# GIVEN EXERCISE:
Report every line in the records that contains the word "tree".

# PROVIDED RECORDS:

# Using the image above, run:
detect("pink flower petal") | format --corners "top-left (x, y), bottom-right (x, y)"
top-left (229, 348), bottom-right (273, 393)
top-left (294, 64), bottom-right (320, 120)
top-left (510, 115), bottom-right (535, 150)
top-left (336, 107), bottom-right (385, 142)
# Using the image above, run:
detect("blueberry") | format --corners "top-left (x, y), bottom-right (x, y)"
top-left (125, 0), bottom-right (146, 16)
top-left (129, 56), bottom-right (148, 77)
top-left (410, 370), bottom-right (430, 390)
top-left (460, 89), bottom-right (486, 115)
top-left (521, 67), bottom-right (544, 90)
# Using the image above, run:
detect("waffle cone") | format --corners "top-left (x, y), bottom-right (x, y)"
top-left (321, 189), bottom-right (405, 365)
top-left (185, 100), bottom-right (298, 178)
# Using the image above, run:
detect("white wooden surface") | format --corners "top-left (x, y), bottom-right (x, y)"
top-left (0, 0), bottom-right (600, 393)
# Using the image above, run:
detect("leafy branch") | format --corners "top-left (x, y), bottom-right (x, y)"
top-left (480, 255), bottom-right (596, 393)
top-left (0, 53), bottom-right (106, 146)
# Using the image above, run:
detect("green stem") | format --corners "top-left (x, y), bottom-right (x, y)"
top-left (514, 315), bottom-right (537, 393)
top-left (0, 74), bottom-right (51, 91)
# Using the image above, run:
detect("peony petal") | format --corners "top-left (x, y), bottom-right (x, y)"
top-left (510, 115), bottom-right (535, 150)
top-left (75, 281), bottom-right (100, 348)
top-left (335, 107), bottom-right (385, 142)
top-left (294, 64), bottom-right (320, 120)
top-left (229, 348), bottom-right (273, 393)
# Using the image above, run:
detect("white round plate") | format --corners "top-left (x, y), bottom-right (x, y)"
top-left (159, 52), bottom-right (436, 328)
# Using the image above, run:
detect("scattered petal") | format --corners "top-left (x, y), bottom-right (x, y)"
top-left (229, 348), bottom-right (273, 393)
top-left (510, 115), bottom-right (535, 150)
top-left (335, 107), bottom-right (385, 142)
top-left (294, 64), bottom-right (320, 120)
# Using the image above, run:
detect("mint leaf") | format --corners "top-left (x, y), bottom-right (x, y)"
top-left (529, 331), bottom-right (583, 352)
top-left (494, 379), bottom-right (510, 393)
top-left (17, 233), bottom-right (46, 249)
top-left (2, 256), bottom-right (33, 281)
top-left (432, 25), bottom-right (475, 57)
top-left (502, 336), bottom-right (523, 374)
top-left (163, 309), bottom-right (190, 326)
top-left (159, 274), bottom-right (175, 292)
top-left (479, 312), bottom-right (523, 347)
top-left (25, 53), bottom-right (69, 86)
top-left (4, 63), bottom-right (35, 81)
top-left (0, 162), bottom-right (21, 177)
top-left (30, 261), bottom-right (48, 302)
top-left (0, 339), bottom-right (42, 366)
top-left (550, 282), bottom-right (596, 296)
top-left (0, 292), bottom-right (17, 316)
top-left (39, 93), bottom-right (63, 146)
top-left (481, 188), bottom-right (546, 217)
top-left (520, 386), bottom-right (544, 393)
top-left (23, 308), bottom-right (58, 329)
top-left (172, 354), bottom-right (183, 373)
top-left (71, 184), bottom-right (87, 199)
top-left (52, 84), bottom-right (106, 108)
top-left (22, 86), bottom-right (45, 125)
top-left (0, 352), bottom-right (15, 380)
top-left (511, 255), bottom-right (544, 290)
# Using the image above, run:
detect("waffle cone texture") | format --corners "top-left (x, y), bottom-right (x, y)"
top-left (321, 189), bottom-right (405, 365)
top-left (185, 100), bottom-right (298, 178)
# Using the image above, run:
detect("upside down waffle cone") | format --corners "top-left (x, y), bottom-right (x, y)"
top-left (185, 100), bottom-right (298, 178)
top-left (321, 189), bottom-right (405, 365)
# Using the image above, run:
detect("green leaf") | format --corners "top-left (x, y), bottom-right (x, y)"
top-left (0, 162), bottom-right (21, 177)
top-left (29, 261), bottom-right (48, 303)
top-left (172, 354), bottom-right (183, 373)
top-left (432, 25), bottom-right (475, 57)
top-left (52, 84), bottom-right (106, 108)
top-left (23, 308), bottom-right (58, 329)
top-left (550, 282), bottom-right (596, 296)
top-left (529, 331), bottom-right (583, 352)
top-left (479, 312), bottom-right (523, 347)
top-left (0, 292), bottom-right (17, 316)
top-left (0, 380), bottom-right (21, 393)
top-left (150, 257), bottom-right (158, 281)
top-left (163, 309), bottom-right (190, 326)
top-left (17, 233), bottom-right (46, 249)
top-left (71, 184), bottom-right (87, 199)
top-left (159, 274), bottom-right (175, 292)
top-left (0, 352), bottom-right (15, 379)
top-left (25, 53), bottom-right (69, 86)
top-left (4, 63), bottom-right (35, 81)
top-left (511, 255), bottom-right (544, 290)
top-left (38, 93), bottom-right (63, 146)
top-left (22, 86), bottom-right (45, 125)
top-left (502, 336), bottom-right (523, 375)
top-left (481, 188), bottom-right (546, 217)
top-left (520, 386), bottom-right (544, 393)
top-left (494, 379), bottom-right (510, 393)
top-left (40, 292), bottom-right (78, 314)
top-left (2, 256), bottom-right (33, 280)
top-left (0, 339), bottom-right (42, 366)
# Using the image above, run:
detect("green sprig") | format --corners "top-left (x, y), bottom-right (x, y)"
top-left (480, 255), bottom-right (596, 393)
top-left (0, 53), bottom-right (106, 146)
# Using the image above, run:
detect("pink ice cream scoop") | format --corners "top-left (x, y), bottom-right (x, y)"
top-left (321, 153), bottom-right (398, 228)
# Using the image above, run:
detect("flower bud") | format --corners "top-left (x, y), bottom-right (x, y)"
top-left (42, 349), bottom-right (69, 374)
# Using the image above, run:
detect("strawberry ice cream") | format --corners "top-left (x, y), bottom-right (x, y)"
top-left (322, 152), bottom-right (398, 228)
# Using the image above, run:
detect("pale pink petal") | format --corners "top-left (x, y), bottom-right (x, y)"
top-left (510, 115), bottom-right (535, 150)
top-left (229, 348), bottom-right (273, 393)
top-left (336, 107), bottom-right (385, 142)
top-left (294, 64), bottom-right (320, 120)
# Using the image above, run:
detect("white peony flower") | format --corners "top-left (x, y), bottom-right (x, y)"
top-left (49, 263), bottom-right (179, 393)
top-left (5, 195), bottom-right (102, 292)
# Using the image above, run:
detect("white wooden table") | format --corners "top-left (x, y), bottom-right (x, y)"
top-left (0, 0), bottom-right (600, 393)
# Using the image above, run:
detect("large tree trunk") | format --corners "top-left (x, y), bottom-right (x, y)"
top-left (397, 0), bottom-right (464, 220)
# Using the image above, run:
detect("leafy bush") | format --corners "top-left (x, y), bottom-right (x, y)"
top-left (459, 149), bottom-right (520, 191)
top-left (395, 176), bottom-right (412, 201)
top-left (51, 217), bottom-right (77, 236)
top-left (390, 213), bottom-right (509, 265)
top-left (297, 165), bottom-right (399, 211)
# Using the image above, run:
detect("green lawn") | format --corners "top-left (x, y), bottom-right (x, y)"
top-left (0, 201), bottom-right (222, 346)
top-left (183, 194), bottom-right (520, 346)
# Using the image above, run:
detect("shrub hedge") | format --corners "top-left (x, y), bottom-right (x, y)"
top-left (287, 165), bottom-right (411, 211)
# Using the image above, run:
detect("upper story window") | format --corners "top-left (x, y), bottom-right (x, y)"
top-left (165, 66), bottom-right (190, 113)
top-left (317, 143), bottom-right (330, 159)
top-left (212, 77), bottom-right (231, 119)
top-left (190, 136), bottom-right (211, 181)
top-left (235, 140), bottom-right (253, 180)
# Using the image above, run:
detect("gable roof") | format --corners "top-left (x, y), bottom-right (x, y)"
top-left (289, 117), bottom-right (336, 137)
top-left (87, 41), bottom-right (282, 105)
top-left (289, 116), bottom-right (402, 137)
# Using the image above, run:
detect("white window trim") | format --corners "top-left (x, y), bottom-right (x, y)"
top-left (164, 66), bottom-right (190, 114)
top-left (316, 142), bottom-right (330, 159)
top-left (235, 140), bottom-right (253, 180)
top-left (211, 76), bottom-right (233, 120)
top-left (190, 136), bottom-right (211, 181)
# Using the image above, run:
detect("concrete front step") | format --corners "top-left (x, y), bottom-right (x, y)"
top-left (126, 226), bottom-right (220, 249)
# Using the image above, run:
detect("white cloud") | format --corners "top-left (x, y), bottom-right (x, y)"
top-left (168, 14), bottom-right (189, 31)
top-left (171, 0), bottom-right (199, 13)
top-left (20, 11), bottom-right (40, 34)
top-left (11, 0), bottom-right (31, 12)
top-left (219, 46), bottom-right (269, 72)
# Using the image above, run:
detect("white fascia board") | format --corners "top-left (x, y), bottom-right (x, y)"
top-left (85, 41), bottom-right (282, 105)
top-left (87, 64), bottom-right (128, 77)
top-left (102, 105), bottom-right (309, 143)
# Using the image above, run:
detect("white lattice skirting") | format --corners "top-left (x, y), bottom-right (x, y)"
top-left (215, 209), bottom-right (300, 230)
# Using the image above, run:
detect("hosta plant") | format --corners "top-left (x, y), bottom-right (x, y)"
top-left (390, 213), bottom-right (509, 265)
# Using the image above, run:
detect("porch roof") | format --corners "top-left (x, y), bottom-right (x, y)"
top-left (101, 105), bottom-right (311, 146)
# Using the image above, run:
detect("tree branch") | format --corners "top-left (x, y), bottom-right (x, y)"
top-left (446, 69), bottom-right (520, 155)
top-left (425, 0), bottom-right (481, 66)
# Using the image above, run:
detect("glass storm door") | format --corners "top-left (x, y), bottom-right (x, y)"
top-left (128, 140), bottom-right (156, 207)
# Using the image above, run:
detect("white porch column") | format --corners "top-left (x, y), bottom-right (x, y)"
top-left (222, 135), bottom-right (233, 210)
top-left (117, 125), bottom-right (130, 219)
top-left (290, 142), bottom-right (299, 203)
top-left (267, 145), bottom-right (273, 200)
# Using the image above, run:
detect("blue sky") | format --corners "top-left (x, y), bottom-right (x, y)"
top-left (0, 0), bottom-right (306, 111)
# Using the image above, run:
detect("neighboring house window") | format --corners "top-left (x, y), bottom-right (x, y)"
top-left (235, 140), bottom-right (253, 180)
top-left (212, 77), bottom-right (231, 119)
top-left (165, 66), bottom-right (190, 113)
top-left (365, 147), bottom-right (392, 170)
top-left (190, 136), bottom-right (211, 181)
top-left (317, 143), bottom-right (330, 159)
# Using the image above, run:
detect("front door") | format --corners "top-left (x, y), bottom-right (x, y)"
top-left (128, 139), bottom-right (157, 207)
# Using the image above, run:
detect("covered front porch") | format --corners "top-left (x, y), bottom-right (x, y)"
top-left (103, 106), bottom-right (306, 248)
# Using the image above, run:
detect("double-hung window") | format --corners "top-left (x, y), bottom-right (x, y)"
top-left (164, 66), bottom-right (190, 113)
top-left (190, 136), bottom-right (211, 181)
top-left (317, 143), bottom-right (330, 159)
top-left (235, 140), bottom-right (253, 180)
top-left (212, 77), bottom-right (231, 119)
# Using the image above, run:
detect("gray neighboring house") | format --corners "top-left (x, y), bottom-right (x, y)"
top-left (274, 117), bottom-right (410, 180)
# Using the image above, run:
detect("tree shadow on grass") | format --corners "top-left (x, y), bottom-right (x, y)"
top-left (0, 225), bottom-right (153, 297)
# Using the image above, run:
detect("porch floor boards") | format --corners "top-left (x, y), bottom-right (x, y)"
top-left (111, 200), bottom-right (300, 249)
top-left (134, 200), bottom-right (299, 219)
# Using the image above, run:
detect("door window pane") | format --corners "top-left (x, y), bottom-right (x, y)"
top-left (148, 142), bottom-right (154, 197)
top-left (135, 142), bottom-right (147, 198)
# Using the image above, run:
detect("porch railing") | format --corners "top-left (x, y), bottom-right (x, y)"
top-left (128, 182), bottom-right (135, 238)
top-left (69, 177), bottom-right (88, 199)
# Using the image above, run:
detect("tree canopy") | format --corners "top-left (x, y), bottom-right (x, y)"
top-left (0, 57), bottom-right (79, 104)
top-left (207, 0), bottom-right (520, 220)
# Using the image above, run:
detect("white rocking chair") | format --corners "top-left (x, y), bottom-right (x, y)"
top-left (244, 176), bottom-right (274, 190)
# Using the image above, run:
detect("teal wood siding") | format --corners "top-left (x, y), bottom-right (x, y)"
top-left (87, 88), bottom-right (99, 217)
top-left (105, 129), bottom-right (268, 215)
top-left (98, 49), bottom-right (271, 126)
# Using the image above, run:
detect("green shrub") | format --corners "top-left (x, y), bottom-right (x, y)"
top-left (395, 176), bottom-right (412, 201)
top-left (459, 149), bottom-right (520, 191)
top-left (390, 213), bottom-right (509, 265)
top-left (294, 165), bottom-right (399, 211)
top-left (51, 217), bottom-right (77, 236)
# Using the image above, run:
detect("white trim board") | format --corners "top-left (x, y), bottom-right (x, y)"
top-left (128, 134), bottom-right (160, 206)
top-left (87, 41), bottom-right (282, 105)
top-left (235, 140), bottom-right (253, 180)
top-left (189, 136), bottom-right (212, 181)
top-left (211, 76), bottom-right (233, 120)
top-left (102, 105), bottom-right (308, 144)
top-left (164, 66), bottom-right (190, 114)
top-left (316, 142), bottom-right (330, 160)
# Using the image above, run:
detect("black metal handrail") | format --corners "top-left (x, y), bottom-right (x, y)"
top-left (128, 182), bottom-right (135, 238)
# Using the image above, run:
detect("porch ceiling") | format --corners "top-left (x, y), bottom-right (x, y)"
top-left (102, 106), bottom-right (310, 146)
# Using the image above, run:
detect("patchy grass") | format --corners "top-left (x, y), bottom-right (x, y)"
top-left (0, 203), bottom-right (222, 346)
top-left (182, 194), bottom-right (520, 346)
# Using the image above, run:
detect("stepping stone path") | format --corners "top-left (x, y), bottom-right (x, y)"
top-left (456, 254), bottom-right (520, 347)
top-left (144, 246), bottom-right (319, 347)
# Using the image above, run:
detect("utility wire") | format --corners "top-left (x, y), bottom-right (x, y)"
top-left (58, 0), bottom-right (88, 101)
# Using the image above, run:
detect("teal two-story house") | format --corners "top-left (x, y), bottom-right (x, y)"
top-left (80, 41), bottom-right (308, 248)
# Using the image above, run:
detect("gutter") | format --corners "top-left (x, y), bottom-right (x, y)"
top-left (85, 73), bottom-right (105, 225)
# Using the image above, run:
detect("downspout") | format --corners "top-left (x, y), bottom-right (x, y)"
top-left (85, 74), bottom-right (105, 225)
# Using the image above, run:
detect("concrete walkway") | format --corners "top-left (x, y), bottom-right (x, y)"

# IN RESPONSE:
detect("large tree trunk") | format --corners "top-left (x, y), bottom-right (x, y)"
detect("tree branch") | format --corners "top-left (x, y), bottom-right (x, y)"
detect("tree shadow on grass") | format --corners "top-left (x, y), bottom-right (x, y)"
detect("tree canopy") | format --corners "top-left (x, y), bottom-right (x, y)"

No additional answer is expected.